■ To be done: Copy the material below line for line, keeping every word and number the same.
=== Provided data ===
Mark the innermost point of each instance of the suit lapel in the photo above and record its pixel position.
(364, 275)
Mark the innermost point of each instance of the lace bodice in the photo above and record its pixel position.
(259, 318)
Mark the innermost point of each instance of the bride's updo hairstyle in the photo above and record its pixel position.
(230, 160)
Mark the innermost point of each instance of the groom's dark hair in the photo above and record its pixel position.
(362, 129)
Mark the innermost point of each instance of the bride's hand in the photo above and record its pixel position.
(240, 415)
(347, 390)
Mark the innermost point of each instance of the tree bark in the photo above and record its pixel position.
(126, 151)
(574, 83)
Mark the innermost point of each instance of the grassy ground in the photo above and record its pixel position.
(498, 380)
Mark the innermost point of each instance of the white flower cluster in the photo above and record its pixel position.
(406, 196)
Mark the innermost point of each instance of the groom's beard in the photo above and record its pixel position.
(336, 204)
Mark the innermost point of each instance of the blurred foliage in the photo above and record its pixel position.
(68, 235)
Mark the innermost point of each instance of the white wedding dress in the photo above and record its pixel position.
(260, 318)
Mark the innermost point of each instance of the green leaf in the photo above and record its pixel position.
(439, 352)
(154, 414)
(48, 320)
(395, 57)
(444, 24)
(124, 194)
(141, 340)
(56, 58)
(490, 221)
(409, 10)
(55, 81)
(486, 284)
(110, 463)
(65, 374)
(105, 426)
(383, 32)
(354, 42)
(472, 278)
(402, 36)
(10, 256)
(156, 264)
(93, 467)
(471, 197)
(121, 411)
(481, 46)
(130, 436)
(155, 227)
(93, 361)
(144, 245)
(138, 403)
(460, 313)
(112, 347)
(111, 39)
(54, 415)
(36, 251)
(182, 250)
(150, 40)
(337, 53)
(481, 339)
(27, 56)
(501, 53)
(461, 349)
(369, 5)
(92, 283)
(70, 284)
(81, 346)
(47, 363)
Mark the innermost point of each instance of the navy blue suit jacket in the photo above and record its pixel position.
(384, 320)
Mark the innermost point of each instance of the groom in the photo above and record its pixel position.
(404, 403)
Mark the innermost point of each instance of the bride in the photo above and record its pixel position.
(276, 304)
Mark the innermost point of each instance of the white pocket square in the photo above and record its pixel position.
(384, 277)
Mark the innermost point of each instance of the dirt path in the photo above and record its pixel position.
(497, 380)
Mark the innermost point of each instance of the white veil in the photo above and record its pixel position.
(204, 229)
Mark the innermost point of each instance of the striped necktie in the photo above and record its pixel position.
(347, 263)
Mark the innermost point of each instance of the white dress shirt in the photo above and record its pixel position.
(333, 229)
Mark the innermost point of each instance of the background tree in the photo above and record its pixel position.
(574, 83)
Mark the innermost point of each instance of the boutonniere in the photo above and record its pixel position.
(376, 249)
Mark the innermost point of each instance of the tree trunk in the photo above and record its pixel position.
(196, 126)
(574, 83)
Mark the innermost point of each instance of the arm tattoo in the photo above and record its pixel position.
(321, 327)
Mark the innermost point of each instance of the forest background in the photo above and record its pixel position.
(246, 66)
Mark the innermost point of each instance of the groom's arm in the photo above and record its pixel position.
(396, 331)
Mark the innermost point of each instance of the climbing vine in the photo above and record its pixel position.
===
■ Answer for the task:
Mark the innermost point of each instance of the suit lapel in the photo above and record its pixel position.
(364, 275)
Mark the innermost point of each instance of the lace bodice in the photo above and record its pixel position.
(259, 318)
Mark the innermost point of each instance of the bride's updo hairstyle in the photo above and record its pixel position.
(230, 160)
Mark the innermost point of each instance of the groom's dark hair in the photo above and record its pixel position.
(362, 129)
Mark the innermost point of each instance of the bride's hand in the photo above and record its pixel position.
(240, 415)
(347, 390)
Mark the innermost point of each instance of the tree bark in the photo above and record its pixel position.
(126, 151)
(574, 83)
Mark the innermost point of each instance of the grassy ground in the photo above and record its pixel position.
(498, 380)
Mark the innermost point of each instance of the white flower cluster in the photo above and record its pixel position.
(406, 196)
Mark the innermost point of each instance of the groom's beard in the photo above and record its pixel position.
(336, 204)
Mark the innermost point of each instance of the blurred foliage in the photo above and record its pixel position.
(68, 235)
Mark the innermost point of each instance of the white wedding dress in the photo above and record its pixel position.
(260, 318)
Mark the innermost point of each instance of the green leaf in the photo above and record its pixel position.
(439, 352)
(154, 414)
(48, 320)
(395, 57)
(444, 24)
(124, 194)
(141, 340)
(56, 58)
(490, 221)
(409, 10)
(55, 81)
(486, 284)
(110, 463)
(65, 374)
(105, 426)
(383, 32)
(354, 42)
(472, 278)
(402, 36)
(10, 256)
(156, 264)
(93, 467)
(471, 197)
(121, 411)
(481, 46)
(130, 436)
(155, 227)
(93, 361)
(144, 245)
(138, 403)
(460, 313)
(112, 347)
(111, 39)
(54, 415)
(36, 251)
(182, 250)
(150, 40)
(337, 53)
(481, 339)
(27, 56)
(501, 53)
(461, 349)
(369, 5)
(92, 283)
(70, 284)
(81, 346)
(47, 363)
Mark the innermost point of each instance of the navy blue suit jacket in the photo above and record its pixel position.
(384, 320)
Mark the innermost point of each instance of the groom in the photo above and record its pixel position.
(404, 403)
Mark the innermost point of each instance of the bride in the photo above and record its pixel position.
(276, 304)
Mark the innermost point of each instance of the white pocket square in the photo above and record its pixel position.
(384, 277)
Mark the innermost point of each instance of the dirt path in the photo above and record its pixel position.
(497, 380)
Mark the innermost point of each instance of the white veil in the photo above and record its pixel position.
(204, 229)
Mark the innermost point of each instance of the striped necktie in the photo above and record its pixel position.
(347, 263)
Mark the innermost point of each instance of the white dress shirt in the photo above and record its pixel position.
(333, 229)
Mark the innermost point of each instance of the background tree in the photo above and record its pixel position.
(574, 83)
Mark the innermost point of each instance of the boutonniere in the photo above and record its pixel position.
(376, 249)
Mark the innermost point of each instance of the tree trunk in the photo above and record its pixel position.
(196, 126)
(574, 83)
Mark the innermost point of each instance of the arm tattoo in the photo above and record its pixel position.
(321, 327)
Mark the innermost point of each instance of the forest background in the photo above and record its pixel position.
(246, 66)
Mark the innermost point of each instance of the groom's arm in the photo above and record its pixel position.
(396, 331)
Mark the innermost point of each instance of the climbing vine in the photo above and record its pixel position.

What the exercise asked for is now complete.